→ Given task
Update the listing below by changing "points" to "marks" wherever it occurs, leaving every other word as it is.

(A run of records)
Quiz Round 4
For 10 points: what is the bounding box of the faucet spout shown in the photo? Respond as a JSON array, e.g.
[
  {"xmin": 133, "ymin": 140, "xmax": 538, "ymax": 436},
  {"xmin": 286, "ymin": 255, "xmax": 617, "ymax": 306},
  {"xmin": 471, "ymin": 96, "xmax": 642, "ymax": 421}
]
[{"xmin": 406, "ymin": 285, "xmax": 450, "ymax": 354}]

→ Solution to the exercise
Quiz Round 4
For 10 marks: what is the bounding box of the faucet spout shown in the photo? Respond as a JSON array, e.g.
[
  {"xmin": 133, "ymin": 140, "xmax": 538, "ymax": 436},
  {"xmin": 286, "ymin": 255, "xmax": 617, "ymax": 306},
  {"xmin": 471, "ymin": 96, "xmax": 642, "ymax": 421}
]
[{"xmin": 406, "ymin": 285, "xmax": 450, "ymax": 354}]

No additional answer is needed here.